Lay out the records below as a two-column CSV with the headers "request" and "answer", one row per request, each in a single quoted field with line breaks replaced by spaces. Cover all the records and leave out the pictures.
** Start ITEMS **
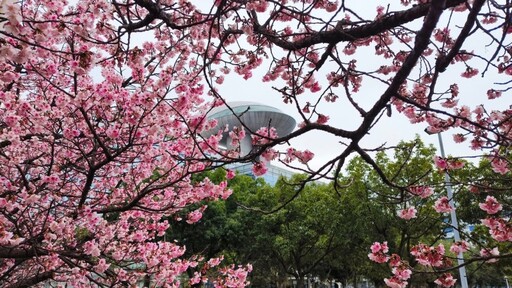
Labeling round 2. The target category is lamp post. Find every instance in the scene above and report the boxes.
[425,130,468,288]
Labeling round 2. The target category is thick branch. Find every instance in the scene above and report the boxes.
[254,0,466,50]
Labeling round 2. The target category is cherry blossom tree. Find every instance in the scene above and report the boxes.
[0,0,512,287]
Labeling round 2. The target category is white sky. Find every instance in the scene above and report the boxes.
[202,0,510,173]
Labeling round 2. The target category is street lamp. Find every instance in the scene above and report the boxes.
[425,129,468,288]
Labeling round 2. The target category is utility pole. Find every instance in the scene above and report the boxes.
[437,133,468,288]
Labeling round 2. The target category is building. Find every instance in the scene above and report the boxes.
[203,101,296,185]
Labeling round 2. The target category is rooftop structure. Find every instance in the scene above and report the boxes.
[203,101,296,185]
[204,101,295,156]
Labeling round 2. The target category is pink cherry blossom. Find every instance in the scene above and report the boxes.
[450,240,469,254]
[252,162,268,176]
[491,159,509,175]
[434,196,454,213]
[480,247,500,263]
[368,242,389,263]
[398,207,418,220]
[409,185,434,199]
[478,196,503,214]
[434,156,448,170]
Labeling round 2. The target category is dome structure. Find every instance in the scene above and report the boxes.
[202,101,296,156]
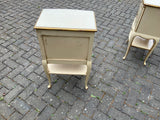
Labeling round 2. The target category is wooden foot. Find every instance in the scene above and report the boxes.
[85,85,88,90]
[48,85,52,88]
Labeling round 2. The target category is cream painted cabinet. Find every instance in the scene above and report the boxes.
[34,9,97,89]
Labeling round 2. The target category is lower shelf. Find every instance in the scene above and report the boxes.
[48,64,87,75]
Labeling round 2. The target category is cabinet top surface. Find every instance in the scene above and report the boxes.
[34,9,97,31]
[143,0,160,7]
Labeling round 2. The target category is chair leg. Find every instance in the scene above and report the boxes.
[123,32,134,60]
[85,61,92,89]
[144,43,158,65]
[125,39,129,43]
[123,41,131,60]
[42,60,52,88]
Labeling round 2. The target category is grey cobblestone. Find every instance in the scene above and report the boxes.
[51,104,69,120]
[27,95,46,112]
[8,112,23,120]
[42,93,61,108]
[11,98,31,115]
[0,101,14,119]
[57,90,76,105]
[67,100,84,120]
[4,85,23,103]
[22,109,38,120]
[37,105,56,120]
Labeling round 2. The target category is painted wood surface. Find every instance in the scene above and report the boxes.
[34,9,97,31]
[143,0,160,7]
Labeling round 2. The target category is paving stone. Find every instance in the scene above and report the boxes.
[112,91,127,110]
[28,73,45,85]
[51,104,69,120]
[67,100,84,119]
[71,87,91,102]
[8,112,23,120]
[4,85,23,103]
[16,57,30,68]
[11,98,31,115]
[42,92,61,108]
[83,98,99,117]
[149,96,160,110]
[1,77,16,90]
[37,105,56,120]
[7,66,24,78]
[78,114,91,120]
[19,83,37,100]
[49,79,65,95]
[14,75,31,87]
[0,101,14,119]
[4,59,18,69]
[98,83,117,96]
[137,102,158,117]
[27,95,46,111]
[0,67,12,79]
[126,89,140,106]
[21,64,37,76]
[22,109,38,120]
[93,111,108,120]
[57,90,76,105]
[98,94,113,113]
[64,77,80,92]
[122,105,145,120]
[108,108,130,120]
[0,0,160,120]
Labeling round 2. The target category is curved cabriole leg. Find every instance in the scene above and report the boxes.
[42,60,51,88]
[123,41,131,60]
[144,42,158,65]
[85,61,92,89]
[123,32,134,60]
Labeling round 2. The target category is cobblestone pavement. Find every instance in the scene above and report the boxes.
[0,0,160,120]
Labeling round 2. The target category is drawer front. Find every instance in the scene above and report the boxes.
[43,36,90,60]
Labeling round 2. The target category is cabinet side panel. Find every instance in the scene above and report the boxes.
[43,36,89,60]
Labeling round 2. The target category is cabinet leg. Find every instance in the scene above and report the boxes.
[85,61,92,89]
[42,60,52,88]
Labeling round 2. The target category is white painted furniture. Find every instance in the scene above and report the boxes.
[123,0,160,65]
[34,9,97,89]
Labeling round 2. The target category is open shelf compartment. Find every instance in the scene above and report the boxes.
[47,64,87,75]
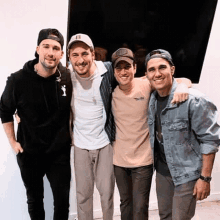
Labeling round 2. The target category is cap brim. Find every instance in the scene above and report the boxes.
[114,57,134,68]
[68,40,94,49]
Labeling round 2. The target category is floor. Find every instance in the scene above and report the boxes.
[97,200,220,220]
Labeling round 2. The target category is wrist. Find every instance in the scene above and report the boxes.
[199,175,212,183]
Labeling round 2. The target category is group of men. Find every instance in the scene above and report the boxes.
[0,29,220,220]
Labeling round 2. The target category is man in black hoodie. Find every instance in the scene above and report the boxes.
[0,29,72,220]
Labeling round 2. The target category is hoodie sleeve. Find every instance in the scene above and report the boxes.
[0,75,16,123]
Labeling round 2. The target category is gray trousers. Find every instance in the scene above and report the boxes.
[74,144,115,220]
[156,172,196,220]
** End ITEMS **
FULL OUTPUT —
request,answer
"Labeling round 2. The target category is lamp post. Find every instance in the scene above and report the boxes.","[425,130,468,288]"
"Labeling round 2. The target category is thick branch. Find every instance in the scene above and report the boxes.","[254,0,466,50]"
"Labeling round 2. The target category is cherry blossom tree. Find every instance in the scene above and report the boxes.","[0,0,512,287]"
"Labeling round 2. The target category is white sky. Find every instance in the scene above and report the boxes.","[202,0,510,173]"
"Labeling round 2. The target category is street lamp. Find every instance in the scene above and report the boxes.","[425,129,468,288]"
"Labeling round 2. The target category is utility pole. Find every instance in the scene above and report the boxes.","[437,133,468,288]"
"Labeling round 2. The target category is building. Find every instance in the scene above and report the boxes.","[203,101,296,185]"
"Labeling round 2. The target category is rooftop structure. Find every instance in the scene above and report the boxes.","[203,101,296,185] [204,101,295,156]"
"Labeling round 2. The target category is pink cherry blossom. Find every instance in the scene above and report the boxes.","[450,240,469,254] [252,162,268,176] [491,159,509,175] [434,196,454,213] [480,247,500,263] [368,242,389,263] [398,207,418,220] [409,185,434,199] [478,196,503,214] [434,156,448,170]"
"Labeling round 2. The target category is dome structure. Find every instance in the scene above and report the boxes.","[202,101,296,156]"
"Labeling round 2. The target category is wooden foot. Find every instance in the scene above and report the boxes.","[85,85,88,90] [48,85,52,88]"
"Labeling round 2. The target category is cream painted cabinet. Find every instance in the scene above and report the boxes.","[34,9,97,89]"
"Labeling round 2. The target category is lower shelf. Find every instance in the scene above and report the boxes.","[48,64,87,75]"
"Labeling round 2. The target category is cabinet top surface. Find every instance in the scene above and report the boxes.","[34,9,97,31] [143,0,160,7]"
"Labeling round 2. The target category is chair leg. Find every instance in the scene above and report the boxes.","[123,32,134,60] [85,61,92,89] [144,43,158,65] [125,39,129,43] [123,41,131,60] [42,60,52,88]"
"Labeling round 2. The target category is grey cobblestone. Find every instance in the scene above and report the boxes.","[51,104,69,120] [27,95,46,112] [8,112,23,120] [42,93,61,108] [11,98,31,115] [0,101,14,119] [57,90,76,105] [67,100,84,120] [4,85,23,103] [22,109,38,120] [37,105,56,120]"
"Labeling round 2. The target category is painted wood surface. Find every instance in the scene above and report the boxes.","[34,9,97,31] [143,0,160,7]"
"Labeling round 2. The target category is paving stone. Find every instance in the scene above and report the boxes.","[112,91,127,110] [28,73,45,85] [51,104,69,120] [67,100,84,119] [71,87,91,102] [8,112,23,120] [4,85,23,103] [16,57,30,68] [11,98,31,115] [42,92,61,108] [83,98,99,117] [149,96,160,110] [1,77,16,90] [37,105,56,120] [7,66,24,78] [78,114,91,120] [19,83,37,100] [49,79,65,95] [14,75,31,87] [0,101,14,119] [4,59,18,69] [98,83,117,96] [137,102,158,117] [27,95,46,111] [0,67,12,79] [126,89,140,106] [21,64,37,76] [22,109,38,120] [93,111,108,120] [57,90,76,105] [98,94,113,113] [64,77,80,92] [122,105,145,120] [108,108,130,120] [0,0,160,120]"
"Labeling round 2. The target category is curved cabriole leg. Find every instance in the scene above and report the boxes.","[42,60,51,88] [123,41,131,60] [144,42,158,65] [85,61,92,89] [123,32,134,60]"
"Labeling round 2. The target category is cobblestone pavement. Find every instance in the scene above and report the boxes.","[0,0,160,120]"
"Labeling round 2. The target category is drawer front. Find every instance in the scene above and report the boxes.","[43,36,90,60]"
"Labeling round 2. The target category is cabinet side panel. Find every instance in the scene above and report the boxes.","[43,36,89,60]"
"Labeling round 2. The target category is cabinet leg. Find every instance in the scene above and report the boxes.","[85,61,92,89] [42,60,52,88]"
"Labeling round 2. The target category is white painted furniture. Find every instance in the scene above and report the boxes.","[123,0,160,65] [34,9,97,89]"
"Labeling round 2. The target category is open shelf compartment. Find every instance in the scene above and report the boxes.","[47,64,87,75]"
"Labeling round 2. The target category is cap brim. Find every instance in the scene above and report the boxes.","[114,57,134,68] [68,40,94,49]"
"Labeling round 2. The target category is floor. Find every instance in the scene above and report the boxes.","[97,200,220,220]"
"Labeling round 2. The target category is wrist. Find every instance in the scene above and report the boxes.","[199,175,212,183]"
"Labeling round 2. The target category is group of men. Find every instance in the scene above and report the boxes.","[0,29,220,220]"
"Labeling round 2. The target category is man in black hoodie. Find every instance in the scene above and report the boxes.","[0,29,72,220]"
"Labeling round 2. The target category is hoodie sleeve. Find every instance in the scene above and report the boxes.","[0,75,16,123]"
"Labeling round 2. The target category is gray trousers. Find every instance in the scene above and report the boxes.","[74,144,115,220] [156,172,196,220]"